» STATED EXERCISE:
Write out the listing beneath this instruction in its entirety, exactly as it reads.

» ROWS:
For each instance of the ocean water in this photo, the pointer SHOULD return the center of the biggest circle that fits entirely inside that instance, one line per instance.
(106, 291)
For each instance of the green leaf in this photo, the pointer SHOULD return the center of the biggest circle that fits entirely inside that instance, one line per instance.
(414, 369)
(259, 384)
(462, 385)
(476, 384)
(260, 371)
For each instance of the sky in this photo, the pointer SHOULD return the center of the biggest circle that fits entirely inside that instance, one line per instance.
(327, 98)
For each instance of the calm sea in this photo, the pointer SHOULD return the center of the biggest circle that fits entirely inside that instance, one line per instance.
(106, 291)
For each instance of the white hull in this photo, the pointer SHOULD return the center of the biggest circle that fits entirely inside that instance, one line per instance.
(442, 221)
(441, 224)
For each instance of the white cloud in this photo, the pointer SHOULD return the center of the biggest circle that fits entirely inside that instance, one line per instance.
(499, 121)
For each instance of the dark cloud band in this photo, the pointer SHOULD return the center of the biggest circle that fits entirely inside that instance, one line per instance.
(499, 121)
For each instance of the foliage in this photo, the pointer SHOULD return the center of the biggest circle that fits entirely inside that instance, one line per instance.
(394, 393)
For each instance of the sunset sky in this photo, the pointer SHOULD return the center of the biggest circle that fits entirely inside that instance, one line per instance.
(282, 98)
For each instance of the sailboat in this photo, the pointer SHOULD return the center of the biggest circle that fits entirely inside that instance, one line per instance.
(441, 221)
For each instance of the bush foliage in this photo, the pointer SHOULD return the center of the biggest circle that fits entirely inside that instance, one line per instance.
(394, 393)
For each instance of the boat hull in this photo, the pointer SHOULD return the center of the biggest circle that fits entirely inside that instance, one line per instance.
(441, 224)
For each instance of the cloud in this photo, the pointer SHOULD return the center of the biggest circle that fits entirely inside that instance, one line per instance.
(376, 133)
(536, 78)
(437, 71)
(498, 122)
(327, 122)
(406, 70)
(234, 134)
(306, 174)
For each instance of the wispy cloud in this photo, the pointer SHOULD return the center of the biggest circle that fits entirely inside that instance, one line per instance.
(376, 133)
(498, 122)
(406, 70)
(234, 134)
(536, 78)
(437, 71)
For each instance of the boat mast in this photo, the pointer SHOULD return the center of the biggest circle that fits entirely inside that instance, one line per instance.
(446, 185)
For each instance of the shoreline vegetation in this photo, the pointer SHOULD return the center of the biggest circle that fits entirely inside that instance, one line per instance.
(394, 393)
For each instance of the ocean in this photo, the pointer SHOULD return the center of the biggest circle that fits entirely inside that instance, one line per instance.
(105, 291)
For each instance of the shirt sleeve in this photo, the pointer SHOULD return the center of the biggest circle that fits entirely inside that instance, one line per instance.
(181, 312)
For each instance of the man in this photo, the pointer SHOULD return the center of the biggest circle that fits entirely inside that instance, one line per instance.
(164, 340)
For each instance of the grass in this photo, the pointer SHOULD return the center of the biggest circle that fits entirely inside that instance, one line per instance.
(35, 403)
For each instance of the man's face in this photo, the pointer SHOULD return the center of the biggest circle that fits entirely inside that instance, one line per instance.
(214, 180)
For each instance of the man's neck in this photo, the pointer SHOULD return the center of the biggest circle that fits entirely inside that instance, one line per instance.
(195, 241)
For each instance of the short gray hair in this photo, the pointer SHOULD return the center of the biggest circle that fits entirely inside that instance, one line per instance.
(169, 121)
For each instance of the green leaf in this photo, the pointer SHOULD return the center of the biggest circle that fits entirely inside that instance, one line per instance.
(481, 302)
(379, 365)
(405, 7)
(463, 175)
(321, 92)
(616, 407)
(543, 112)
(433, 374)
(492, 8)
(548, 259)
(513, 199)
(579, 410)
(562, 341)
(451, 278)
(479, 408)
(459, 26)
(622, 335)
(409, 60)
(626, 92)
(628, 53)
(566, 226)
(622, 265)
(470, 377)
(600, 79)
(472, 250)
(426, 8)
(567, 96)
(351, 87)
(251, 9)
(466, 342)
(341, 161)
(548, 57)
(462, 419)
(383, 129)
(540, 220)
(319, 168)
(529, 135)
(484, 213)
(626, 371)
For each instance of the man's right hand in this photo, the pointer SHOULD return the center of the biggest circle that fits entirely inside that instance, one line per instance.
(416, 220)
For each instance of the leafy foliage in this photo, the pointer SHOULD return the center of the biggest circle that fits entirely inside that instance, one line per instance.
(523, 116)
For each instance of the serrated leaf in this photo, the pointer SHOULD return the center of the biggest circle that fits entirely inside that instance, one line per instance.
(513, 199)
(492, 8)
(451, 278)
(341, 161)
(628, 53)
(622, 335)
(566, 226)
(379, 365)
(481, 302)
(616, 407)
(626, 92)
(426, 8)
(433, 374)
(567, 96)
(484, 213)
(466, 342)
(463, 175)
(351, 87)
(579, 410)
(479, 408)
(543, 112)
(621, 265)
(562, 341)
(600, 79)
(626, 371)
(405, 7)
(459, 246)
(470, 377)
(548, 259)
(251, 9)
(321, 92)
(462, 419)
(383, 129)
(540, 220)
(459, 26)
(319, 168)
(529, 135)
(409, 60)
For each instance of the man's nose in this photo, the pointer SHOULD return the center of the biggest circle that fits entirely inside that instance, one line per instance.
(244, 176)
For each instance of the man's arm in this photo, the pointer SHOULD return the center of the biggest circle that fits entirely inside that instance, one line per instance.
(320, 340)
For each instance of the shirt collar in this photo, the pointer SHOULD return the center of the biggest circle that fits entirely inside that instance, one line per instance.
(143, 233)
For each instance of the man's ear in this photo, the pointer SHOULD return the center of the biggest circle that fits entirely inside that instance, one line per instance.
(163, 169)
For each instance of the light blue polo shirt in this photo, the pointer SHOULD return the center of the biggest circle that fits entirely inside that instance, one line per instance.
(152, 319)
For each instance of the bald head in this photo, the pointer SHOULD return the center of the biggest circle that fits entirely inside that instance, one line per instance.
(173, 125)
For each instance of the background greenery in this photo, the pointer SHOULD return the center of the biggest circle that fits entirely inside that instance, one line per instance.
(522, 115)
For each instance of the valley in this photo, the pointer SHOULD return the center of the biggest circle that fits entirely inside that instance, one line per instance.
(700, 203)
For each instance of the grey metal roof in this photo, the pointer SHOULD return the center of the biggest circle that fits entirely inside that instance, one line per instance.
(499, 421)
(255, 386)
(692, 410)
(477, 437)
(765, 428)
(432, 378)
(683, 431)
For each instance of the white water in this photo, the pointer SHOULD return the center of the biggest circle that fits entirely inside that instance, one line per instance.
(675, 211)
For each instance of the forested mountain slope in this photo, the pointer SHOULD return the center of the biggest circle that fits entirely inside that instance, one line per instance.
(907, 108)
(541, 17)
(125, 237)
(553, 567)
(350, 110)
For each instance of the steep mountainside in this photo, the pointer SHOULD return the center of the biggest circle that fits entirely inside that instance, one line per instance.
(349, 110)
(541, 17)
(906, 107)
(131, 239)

» RESPONSE TO THE TASK:
For each instance of the ocean water in this photo, the pointer SHOULD return the center of the biggest circle that fits entirely inside that instance, one line per instance.
(106, 291)
For each instance of the green leaf in this photo, the pointer SHOULD return the center of the biggest circle that fits entirely inside that instance, one line per instance.
(414, 369)
(259, 384)
(462, 385)
(476, 384)
(260, 371)
For each instance of the sky in this photo, the pointer SHOULD return the center of the biggest circle that fits entirely inside that instance, one line per instance.
(327, 98)
For each instance of the calm sea in this photo, the pointer SHOULD return the center of the biggest circle that fits entirely inside that instance, one line per instance.
(106, 291)
For each instance of the white hull in this photo, the pointer SHOULD return the center of the biggest circle that fits entirely inside that instance, one line per instance.
(442, 221)
(441, 224)
For each instance of the white cloud in this photo, the pointer SHOULD return the center of the biggest circle that fits entirely inside that instance, one line per instance.
(499, 121)
For each instance of the dark cloud band in this photo, the pointer SHOULD return the center of the biggest circle that fits entirely inside that instance, one line per instance.
(499, 121)
For each instance of the foliage in this photo, the pointer SHOULD return the center of the biggest circle that fits entirely inside that instance, one line per instance.
(394, 393)
For each instance of the sunset sky in this photo, the pointer SHOULD return the center of the biggest circle that fits entirely inside that instance, one line per instance.
(282, 98)
For each instance of the sailboat in this photo, the pointer SHOULD return the center of the biggest circle that fits entirely inside that instance, one line per instance.
(441, 221)
For each instance of the bush foliage in this photo, the pointer SHOULD return the center of the biggest circle that fits entirely inside that instance, one line per instance.
(394, 393)
For each instance of the boat hull in this photo, the pointer SHOULD return the center of the biggest circle that fits entirely inside that instance, one line per instance.
(441, 224)
For each instance of the cloud in this photo, the pointer SHOULD return the center of the biggest circle that fits entirely inside that instance, one line per instance.
(376, 133)
(536, 78)
(437, 71)
(498, 122)
(327, 122)
(406, 70)
(234, 134)
(306, 174)
For each instance of the wispy cloud in this photo, the pointer SHOULD return the center of the biggest circle that fits entirely inside that instance, one line per instance.
(376, 133)
(498, 122)
(406, 70)
(234, 134)
(536, 78)
(437, 71)
For each instance of the boat mast in this photo, the pointer SHOULD return the center of the biggest circle that fits entirely inside that instance, one line per instance.
(446, 185)
For each instance of the shoreline vegetation in this photo, the pointer SHOULD return the center of the biggest circle that fits entirely inside that instance, one line per instance.
(394, 393)
For each instance of the ocean in this photo, the pointer SHOULD return the center of the biggest circle that fits entirely inside that instance, one line per instance.
(105, 291)
For each instance of the shirt sleeve in this photo, the pointer SHOULD return the center of the biggest circle that fits entirely inside that instance, one line per instance.
(181, 312)
For each instance of the man in this photo, the pointer SHOULD return the center of the biggest circle that fits entirely inside that instance, one line per instance.
(164, 340)
For each instance of the grass in this photo, the pointer SHOULD return the center of the biggest circle that fits entirely inside that instance, one line per instance.
(35, 403)
For each instance of the man's face in this photo, the pointer SHOULD return the center of the biggest circle that fits entirely inside that instance, one line per instance.
(214, 180)
For each instance of the man's neck in this photo, the pointer SHOULD return the center of the biggest circle that fits entirely inside that instance, one line per instance.
(195, 241)
For each instance of the short gray hair in this photo, the pointer SHOULD return the center of the biggest circle that fits entirely inside that instance, one line per instance.
(169, 121)
For each instance of the green leaf in this photo, the pointer SHOULD return the center of the biggest circle that fits entirely inside that instance, one line per instance.
(481, 302)
(379, 365)
(405, 7)
(463, 175)
(321, 92)
(616, 407)
(543, 112)
(433, 374)
(492, 8)
(548, 259)
(513, 199)
(579, 410)
(562, 341)
(451, 278)
(479, 408)
(459, 26)
(622, 335)
(409, 60)
(626, 92)
(628, 53)
(566, 226)
(622, 265)
(470, 377)
(600, 79)
(472, 250)
(426, 8)
(567, 96)
(351, 87)
(251, 9)
(466, 342)
(341, 161)
(548, 57)
(462, 419)
(383, 129)
(540, 220)
(319, 168)
(529, 135)
(484, 213)
(626, 371)
For each instance of the man's right hand in this photo, the pointer SHOULD return the center of the biggest circle that fits entirely inside that instance, one line per instance.
(416, 220)
For each instance of the leafy foliage in this photo, the pointer SHOULD return the center of the biggest circle that fits entirely inside that instance, one line per instance.
(523, 116)
For each instance of the serrated leaf in this photo, the pointer SHOULD return the center of the biggest circle that fits entirely inside that instance, one line per instance.
(513, 199)
(492, 8)
(451, 278)
(341, 161)
(628, 53)
(622, 335)
(566, 226)
(379, 365)
(481, 302)
(616, 407)
(626, 92)
(426, 8)
(433, 374)
(567, 96)
(484, 213)
(466, 342)
(463, 175)
(351, 87)
(579, 410)
(479, 408)
(543, 112)
(621, 265)
(562, 341)
(600, 79)
(626, 371)
(405, 7)
(459, 246)
(470, 377)
(548, 259)
(251, 9)
(321, 92)
(462, 419)
(383, 129)
(540, 220)
(459, 26)
(319, 168)
(529, 135)
(409, 60)
For each instance of the man's nose in this photo, the pointer SHOULD return the center of the biggest circle that fits entirely inside that instance, one line per instance.
(244, 176)
For each instance of the man's arm in this photo, the pointer SHOULD return the center of the biggest circle that fits entirely inside that instance, one line per instance.
(320, 340)
For each instance of the shirt collar in this photo, the pointer SHOULD return the center of the biggest circle that fits entirely inside that instance, one line per instance.
(143, 233)
For each instance of the man's ear in this photo, the pointer SHOULD return the center of the biggest circle that fits entirely inside that instance, one line per instance.
(163, 169)
For each instance of the light blue polo shirt in this photo, the pointer SHOULD return the center of the biggest circle that fits entirely inside that instance, one line per instance.
(152, 319)
For each instance of the bald head in this photo, the pointer SHOULD return the center of the biggest circle that fits entirely inside that instance, one line per instance.
(173, 125)
For each instance of the background greenery in this photo, the pointer SHOULD return the center of the biggest circle that fits entirely inside that instance, one line per instance.
(522, 115)
For each instance of the valley in this photo, the pointer SHOULD return the center of the biggest circle that fits entirely inside that instance, one line per instance.
(700, 203)
For each instance of the grey metal roof in this photo, the pointer SHOULD return the center of the biggest circle that fits entirely inside that instance, one line per instance.
(499, 421)
(255, 386)
(692, 410)
(477, 437)
(765, 428)
(432, 378)
(683, 431)
For each instance of the white water in this photo, the pointer SHOULD return the center of the biggest circle that fits entirely inside that instance, one line per instance.
(675, 211)
For each instance of the forested mountain slope in this photo, the pointer SHOULD return the center of the biggest circle that fits entirely inside that instance, one line per instance.
(907, 108)
(541, 17)
(125, 237)
(553, 567)
(350, 110)
For each instance of the steep mountainside in this photo, the pointer SHOULD return the center of the biggest circle that fits entirely inside that instance, one line per instance.
(349, 110)
(541, 17)
(906, 107)
(131, 239)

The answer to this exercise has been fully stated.